Texto proporcionado:
Algo similar a lo que sucede cuando el mencionado personaje dice que la sucesión constitucional en Bolivia, en caso de “ausencia de Presidente, Vicepresidente y presidente del Senado”, recae en la ¿decisión? del “bloque de mayorías”. En realidad esa es una Constitución novelada, porque la verdadera señala un procedimiento muy distinto, que fue el utilizado para la elección de la senadora Jeanine Añez como nueva mandataria del país, no en “ausencia de”, como se quiere hacer ver, sino ante “renuncia de” el Presidente, el Vicepresidente, la presidenta del Senado, el primer vicepresidente de la misma cámara y el presidente de la Cámara de Diputados.
El narrador añade que quienes salieron a las calles para denunciar el fraude de octubre de 2019 son un “sector que desprecia a la mayoría” y que es “democrático superficialmente”, porque “si ganan son democráticos y si pierden no son democráticos y reclaman la presencia de tanquetas y aviones”. Obvio, aquí se omite decir que, antes del fraude comprobado por la OEA, lo que hubo sí fue el “desprecio de la mayoría” que votó por el No a la reelección de Evo Morales en febrero de 2016 y que son precisamente los gobiernos del socialismo del siglo XXI, léase Maduro en Venezuela u Ortega en Nicaragua y el propio Morales en Bolivia, los que se aferran al poder y no lo quieren dejar democráticamente, al extremo que en los casos del nicaragüense y el boliviano se impuso la reelección indefinida para dar lugar a una suerte de presidencia “vitalicia” del “patriarca”.
Como toda fábula, la del golpe de Estado no solo tiene justificación y secuela de “justicia”, sino que lleva implícita una moraleja y, de paso, una suerte de “pedagogía democrática, en la que se advierte que “no se puede gobernar al margen de las mayorías de un país, al margen de la representación mayoritaria del voto…”. El mismo guion podría aplicarse con plena justificación y veracidad al caso del fraude electoral: no se puede elegir ignorando a las mayorías”, pero eso ya no es parte de ninguna ficción, sino de la realidad.
La novela por entregas, a la que semanalmente se le añade un nuevo capítulo y con otros protagonistas, también señala, en voz del ex vicepresidente, que el gobierno de transición tuvo la culpa de la “destrucción” de la economía y que si se quedaba más tiempo “hubieran desaparecido la totalidad de las empresas del Estado” con la “intención de asfixiar y que todos esos recursos que estaban en manos del Estado pasaran al sector privado”. Ante esto, solo queda un piadoso plop del lector ante la desmesura de la fantasía.
Detrás de esas “mentiras” –privatización de todas las empresas públicas, asfixia estatal y demás– hay verdades que se manifiestan después, casi como cuando el novelista hace ficción a partir de hechos biográficos, elementos de la realidad o que se pueden convertir en realidad.

Datos de etiquetado por coordenadas:
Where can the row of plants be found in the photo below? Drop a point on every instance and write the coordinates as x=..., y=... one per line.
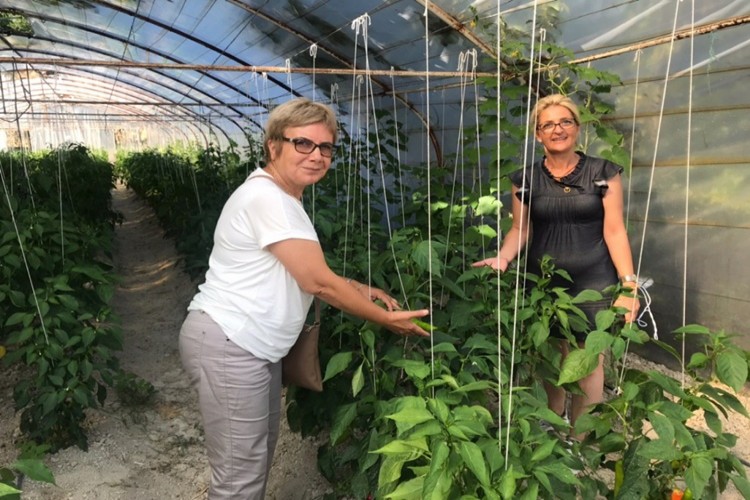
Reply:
x=460, y=415
x=58, y=333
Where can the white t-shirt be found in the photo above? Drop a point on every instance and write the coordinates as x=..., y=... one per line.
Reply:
x=248, y=292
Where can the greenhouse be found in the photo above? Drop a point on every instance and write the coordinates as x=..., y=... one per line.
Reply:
x=132, y=127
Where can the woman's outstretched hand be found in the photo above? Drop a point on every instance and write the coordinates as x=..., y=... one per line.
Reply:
x=497, y=263
x=401, y=323
x=377, y=294
x=632, y=304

Ejercicio breve 1:
Contesta, por favor, estas preguntas sobre el texto:
(a) ¿En qué mes y año se votó el No a la reelección de Evo Morales?
(b) ¿Qué organismo comprobó el fraude?
(c) ¿En voz de quién se culpa al gobierno de transición de la "destrucción" de la economía?
Ejercicio breve 2: Según el texto, ¿por qué es "novelada" la Constitución que describe el personaje? Explícalo en una a tres oraciones.
Responde solo con lo que dice el texto.

Respuesta completa 1:
(a) En febrero de 2016.
(b) La OEA.
(c) En voz del ex vicepresidente.

Respuesta completa 2: Es "novelada" porque la verdadera Constitución señala un procedimiento muy distinto. Ese procedimiento fue el que se utilizó para elegir a Jeanine Añez. Se aplicó ante la "renuncia de" el Presidente, el Vicepresidente, la presidenta del Senado, el primer vicepresidente de esa cámara y el presidente de la Cámara de Diputados, no en "ausencia de" ellos.